» **Obiettivo 1**: Riscrivi la parte dell'elenco che va dalla riga contenente "sofa armrest, find" fino alla fine dell'elenco, compresa, mettendo "provide" al posto di "give" e lasciando invariato tutto il resto.

Sei qui per l’ultima volta, d’ora in poi seguirai me!

Foto di Joe da Pixabay

Fin da piccolo era stato colpito da quell’uomo morente, inchiodato alla Croce. Lo aveva visto per la prima volta appeso sulla parete bianca della casa di un amichetto di scuola, Stanislao. “Chi è quell’uomo crocifisso come un criminale?”, gli aveva chiesto. “Gesù Cristo”, si era sentito rispondere. Sessant’anni dopo, durante il rito ebraico dello Yom Kippur celebrato nella sinagoga sul Lungotevere mentre la capitale appena liberata dagli Alleati cominciava ad uscire dall’incubo nazista, sarà quello stesso Gesù a chiamarlo dicendogli: “Sei qui per l’ultima volta, d’ora in poi seguirai me!”.

Israel Zoller era nato in Brodj, Galizia, il 17 settembre 1881. Il suo cognome fu italianizzato in Zolli, trasferitosi in Italia ai primi del Novecento. Apparteneva a una famiglia di ebrei polacchi, rabbinica da quattro secoli, benestante che perse poco dopo la sua nascita le sue ricchezze, confiscate dalla Russia zarista. Israel ottiene la laurea in Filosofia e nel 1920 fu nominatovice rabbino e quindi rabbino capo di Trieste, appartenente all’Impero Austro-Ungarico. Teneva anche la cattedra di lingua e letteratura ebraica e all’Università di Padova. Nel 1940 fu tolto l’incarico dai fascisti e inviato a Roma come rabbino capo.

Voci di annotazione con coordinate
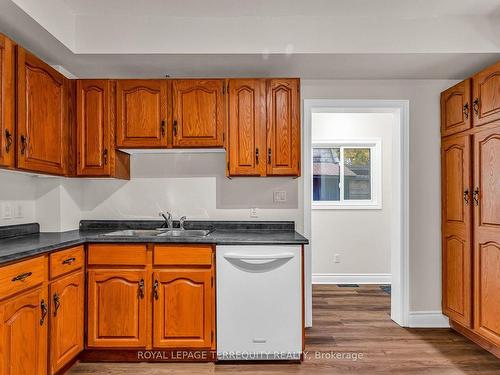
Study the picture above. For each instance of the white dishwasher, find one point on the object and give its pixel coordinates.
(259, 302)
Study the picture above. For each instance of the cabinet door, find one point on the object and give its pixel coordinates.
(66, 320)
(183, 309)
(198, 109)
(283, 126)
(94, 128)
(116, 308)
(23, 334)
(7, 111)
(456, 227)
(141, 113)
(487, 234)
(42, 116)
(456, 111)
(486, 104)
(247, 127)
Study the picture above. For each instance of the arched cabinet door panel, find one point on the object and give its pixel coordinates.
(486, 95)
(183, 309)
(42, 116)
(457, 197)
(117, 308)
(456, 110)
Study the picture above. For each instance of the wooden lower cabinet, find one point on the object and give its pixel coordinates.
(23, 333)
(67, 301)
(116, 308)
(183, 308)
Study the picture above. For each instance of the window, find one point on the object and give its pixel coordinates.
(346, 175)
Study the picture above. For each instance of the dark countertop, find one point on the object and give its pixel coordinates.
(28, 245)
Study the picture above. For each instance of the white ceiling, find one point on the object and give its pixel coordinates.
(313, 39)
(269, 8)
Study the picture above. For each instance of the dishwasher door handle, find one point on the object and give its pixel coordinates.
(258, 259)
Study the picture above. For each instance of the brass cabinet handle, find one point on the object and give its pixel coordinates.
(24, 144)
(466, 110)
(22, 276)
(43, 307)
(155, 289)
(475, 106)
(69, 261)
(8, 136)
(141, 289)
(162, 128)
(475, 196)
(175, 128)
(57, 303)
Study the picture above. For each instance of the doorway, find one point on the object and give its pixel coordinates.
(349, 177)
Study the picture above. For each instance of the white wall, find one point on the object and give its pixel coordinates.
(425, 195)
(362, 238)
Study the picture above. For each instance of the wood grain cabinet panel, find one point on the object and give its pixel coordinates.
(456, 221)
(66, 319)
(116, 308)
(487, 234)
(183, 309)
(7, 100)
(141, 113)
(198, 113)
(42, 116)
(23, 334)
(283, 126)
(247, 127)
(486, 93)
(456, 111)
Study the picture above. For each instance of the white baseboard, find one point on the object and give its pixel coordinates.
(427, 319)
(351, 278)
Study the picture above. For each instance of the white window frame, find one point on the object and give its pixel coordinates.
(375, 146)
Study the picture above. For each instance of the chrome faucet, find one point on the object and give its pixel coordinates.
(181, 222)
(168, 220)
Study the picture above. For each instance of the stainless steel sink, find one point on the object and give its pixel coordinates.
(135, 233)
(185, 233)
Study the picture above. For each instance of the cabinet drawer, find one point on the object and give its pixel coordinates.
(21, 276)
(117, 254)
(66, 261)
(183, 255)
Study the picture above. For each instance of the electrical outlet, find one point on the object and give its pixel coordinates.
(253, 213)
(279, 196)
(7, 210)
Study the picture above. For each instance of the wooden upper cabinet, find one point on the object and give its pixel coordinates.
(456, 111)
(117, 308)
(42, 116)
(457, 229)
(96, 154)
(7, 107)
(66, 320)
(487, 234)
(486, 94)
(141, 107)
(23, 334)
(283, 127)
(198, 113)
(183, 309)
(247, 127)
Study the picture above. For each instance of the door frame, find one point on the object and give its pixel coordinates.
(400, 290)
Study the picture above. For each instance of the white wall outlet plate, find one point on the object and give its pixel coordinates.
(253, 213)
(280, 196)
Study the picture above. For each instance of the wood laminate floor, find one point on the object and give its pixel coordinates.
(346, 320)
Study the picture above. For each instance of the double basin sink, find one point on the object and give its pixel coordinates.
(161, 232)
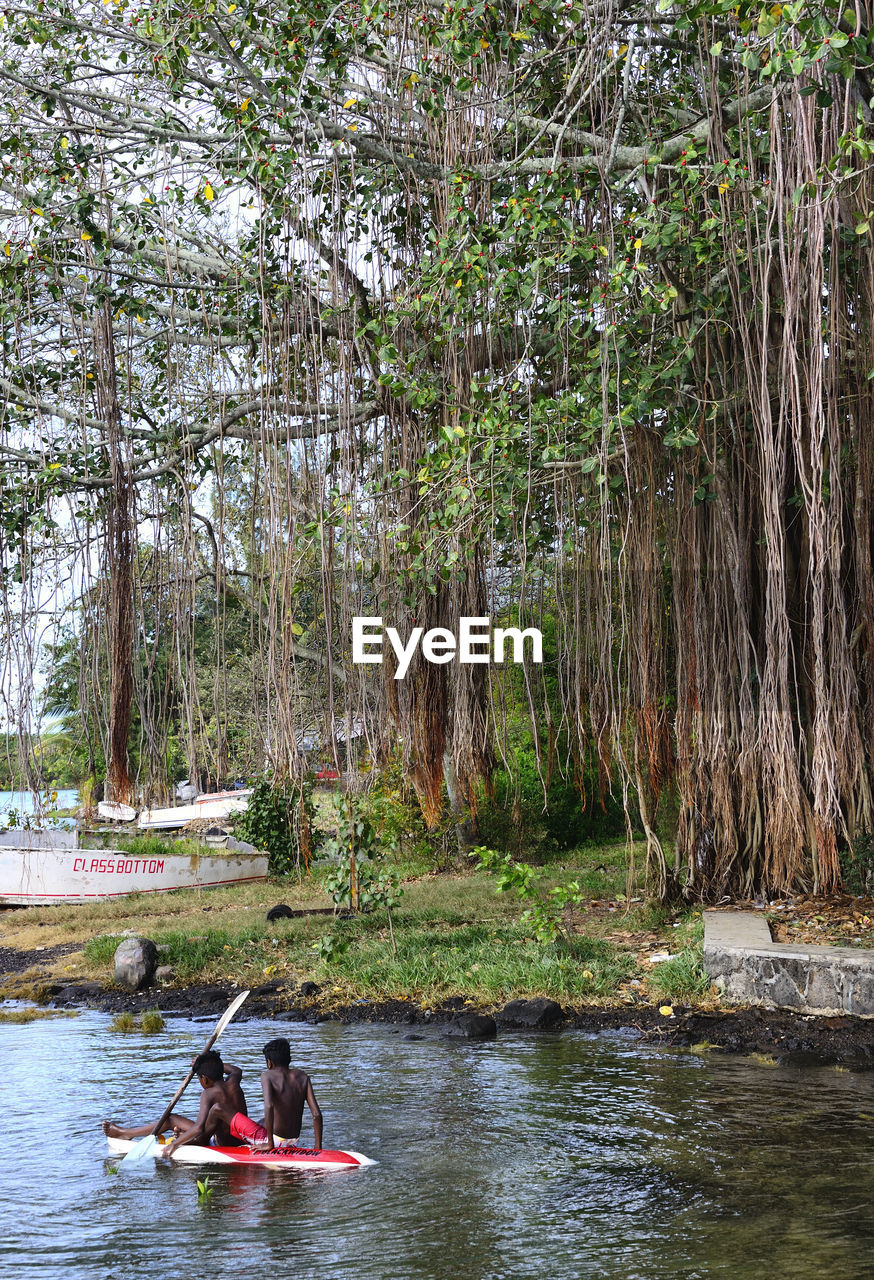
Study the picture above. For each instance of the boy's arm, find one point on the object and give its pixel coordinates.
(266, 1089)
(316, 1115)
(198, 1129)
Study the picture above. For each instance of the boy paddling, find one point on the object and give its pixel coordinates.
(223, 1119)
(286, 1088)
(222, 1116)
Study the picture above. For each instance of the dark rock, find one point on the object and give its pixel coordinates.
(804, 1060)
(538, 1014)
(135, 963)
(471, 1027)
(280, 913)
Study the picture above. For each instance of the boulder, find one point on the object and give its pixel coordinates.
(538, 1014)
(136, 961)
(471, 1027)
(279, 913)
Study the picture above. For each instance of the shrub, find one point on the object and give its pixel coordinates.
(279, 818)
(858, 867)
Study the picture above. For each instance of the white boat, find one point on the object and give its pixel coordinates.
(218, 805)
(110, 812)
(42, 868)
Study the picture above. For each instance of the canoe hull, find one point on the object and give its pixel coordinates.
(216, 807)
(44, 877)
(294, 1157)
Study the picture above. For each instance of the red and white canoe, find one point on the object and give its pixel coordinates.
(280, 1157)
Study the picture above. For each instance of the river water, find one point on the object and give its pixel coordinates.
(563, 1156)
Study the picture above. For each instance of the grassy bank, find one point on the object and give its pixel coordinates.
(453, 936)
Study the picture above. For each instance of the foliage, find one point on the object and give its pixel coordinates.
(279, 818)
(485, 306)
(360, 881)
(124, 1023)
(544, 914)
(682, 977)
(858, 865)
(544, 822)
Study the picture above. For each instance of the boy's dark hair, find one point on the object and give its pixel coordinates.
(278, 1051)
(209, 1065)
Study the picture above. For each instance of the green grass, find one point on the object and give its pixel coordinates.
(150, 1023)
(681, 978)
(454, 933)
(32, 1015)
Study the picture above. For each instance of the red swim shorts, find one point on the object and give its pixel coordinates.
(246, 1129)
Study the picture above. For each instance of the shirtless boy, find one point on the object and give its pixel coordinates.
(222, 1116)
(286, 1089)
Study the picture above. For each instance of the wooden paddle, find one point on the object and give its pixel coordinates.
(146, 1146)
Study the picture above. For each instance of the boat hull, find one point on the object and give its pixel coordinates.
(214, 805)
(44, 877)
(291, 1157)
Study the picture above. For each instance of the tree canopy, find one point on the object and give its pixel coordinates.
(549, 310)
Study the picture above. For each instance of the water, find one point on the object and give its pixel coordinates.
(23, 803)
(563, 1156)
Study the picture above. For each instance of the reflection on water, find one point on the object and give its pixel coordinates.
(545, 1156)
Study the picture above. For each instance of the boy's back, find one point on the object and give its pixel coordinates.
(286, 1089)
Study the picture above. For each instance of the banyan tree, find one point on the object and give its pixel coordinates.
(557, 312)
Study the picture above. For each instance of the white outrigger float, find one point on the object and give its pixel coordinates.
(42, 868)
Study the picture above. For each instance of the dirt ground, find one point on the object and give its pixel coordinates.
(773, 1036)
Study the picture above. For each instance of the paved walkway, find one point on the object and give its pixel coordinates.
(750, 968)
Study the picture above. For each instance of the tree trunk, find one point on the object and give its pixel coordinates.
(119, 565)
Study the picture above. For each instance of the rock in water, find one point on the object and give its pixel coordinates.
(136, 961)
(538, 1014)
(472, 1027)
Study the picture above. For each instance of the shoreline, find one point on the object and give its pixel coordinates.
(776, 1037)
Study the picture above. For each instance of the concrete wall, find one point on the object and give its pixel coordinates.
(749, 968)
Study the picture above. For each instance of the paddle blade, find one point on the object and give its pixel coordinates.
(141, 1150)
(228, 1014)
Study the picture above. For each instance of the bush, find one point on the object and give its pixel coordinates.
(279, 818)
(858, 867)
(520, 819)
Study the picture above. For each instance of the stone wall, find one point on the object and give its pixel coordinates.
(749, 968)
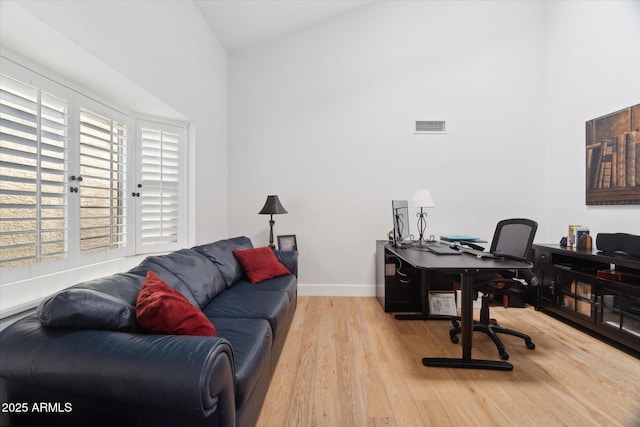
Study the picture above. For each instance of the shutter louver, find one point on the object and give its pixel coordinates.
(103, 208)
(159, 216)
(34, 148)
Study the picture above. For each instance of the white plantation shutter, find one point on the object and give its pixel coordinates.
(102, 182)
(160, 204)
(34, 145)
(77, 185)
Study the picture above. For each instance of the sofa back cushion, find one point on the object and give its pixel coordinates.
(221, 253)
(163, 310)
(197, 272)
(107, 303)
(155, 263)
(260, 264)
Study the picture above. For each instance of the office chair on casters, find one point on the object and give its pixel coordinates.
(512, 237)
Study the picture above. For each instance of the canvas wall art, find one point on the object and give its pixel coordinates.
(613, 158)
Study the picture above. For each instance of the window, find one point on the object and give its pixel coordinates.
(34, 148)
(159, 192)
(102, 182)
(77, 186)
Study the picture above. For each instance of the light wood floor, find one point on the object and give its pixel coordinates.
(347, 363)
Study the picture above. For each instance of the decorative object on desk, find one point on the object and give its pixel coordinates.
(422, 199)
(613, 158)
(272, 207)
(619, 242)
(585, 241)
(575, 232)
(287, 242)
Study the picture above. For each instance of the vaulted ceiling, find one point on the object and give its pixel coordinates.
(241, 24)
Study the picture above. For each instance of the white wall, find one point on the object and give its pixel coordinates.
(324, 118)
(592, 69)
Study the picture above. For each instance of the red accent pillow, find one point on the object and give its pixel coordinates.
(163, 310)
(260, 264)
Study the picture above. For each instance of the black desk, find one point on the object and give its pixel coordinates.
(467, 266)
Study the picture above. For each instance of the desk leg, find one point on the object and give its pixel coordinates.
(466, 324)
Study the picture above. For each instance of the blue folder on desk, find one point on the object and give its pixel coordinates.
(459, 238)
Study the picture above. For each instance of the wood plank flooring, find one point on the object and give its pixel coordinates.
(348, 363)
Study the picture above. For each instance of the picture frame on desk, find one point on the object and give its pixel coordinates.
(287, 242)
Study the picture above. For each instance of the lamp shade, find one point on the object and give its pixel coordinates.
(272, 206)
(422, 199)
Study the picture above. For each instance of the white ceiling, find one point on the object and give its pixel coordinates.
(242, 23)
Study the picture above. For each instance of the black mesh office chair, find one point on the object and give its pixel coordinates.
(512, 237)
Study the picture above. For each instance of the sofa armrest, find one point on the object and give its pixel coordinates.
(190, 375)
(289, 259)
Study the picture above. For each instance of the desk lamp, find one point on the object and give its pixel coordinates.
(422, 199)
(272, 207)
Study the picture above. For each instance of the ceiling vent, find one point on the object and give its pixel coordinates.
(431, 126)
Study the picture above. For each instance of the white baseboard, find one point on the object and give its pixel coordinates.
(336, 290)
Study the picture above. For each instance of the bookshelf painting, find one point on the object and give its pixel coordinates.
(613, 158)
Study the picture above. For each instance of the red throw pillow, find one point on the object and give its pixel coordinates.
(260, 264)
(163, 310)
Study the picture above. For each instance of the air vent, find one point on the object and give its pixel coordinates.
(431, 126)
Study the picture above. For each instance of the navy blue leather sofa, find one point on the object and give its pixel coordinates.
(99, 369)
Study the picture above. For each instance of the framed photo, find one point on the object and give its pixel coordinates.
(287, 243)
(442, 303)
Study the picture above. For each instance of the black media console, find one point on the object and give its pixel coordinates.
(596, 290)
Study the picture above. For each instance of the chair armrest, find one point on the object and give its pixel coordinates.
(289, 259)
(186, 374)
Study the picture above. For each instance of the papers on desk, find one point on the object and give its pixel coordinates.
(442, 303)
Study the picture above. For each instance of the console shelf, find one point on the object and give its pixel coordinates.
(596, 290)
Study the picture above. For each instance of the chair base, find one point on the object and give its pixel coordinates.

» **Obiettivo 2**: Stampa senza modifiche il brano del testo del documento da "Israel Zoller era" fino a "come rabbino capo.", estremi inclusi.

» **Risultato 1**:
Study the picture above. For each instance of the sofa armrest, find one point on the object and provide its pixel coordinates.
(190, 375)
(289, 259)
Study the picture above. For each instance of the desk lamp, find one point on the object and provide its pixel coordinates.
(422, 199)
(272, 207)
Study the picture above. For each instance of the ceiling vent, find one point on the object and provide its pixel coordinates.
(431, 126)
Study the picture above. For each instance of the white baseboard, find one point on the object and provide its pixel coordinates.
(336, 290)
Study the picture above. For each instance of the bookshelf painting, find one point on the object and provide its pixel coordinates.
(613, 158)
Study the picture above. For each instance of the red throw pillow, find one point on the object and provide its pixel coordinates.
(260, 264)
(163, 310)
Study the picture above. For each instance of the air vent, find one point on the object and provide its pixel coordinates.
(431, 126)
Study the picture above. For each instance of the navy blue leather sofa, find one point on the object and provide its pixel coordinates.
(99, 369)
Study the picture above. For each instance of the framed photo, find one point on the object and provide its pixel coordinates.
(287, 243)
(442, 303)
Study the picture above. For each instance of the black media console, find one point on the object and provide its pixel coordinates.
(596, 290)
Study the picture above. For each instance of the chair armrest, find one point on the object and provide its pixel coordinates.
(289, 259)
(186, 374)
Study the picture above. For each instance of the papers on desk, find one point on the object and provide its pixel coordinates.
(442, 303)
Study the picture above. For each instance of the console shelf, find one point on the object and provide its pixel coordinates.
(596, 290)
Study the picture above. For each instance of the chair base, find one point on the object and provide its pixel coordinates.

» **Risultato 2**:
Israel Zoller era nato in Brodj, Galizia, il 17 settembre 1881. Il suo cognome fu italianizzato in Zolli, trasferitosi in Italia ai primi del Novecento. Apparteneva a una famiglia di ebrei polacchi, rabbinica da quattro secoli, benestante che perse poco dopo la sua nascita le sue ricchezze, confiscate dalla Russia zarista. Israel ottiene la laurea in Filosofia e nel 1920 fu nominatovice rabbino e quindi rabbino capo di Trieste, appartenente all’Impero Austro-Ungarico. Teneva anche la cattedra di lingua e letteratura ebraica e all’Università di Padova. Nel 1940 fu tolto l’incarico dai fascisti e inviato a Roma come rabbino capo.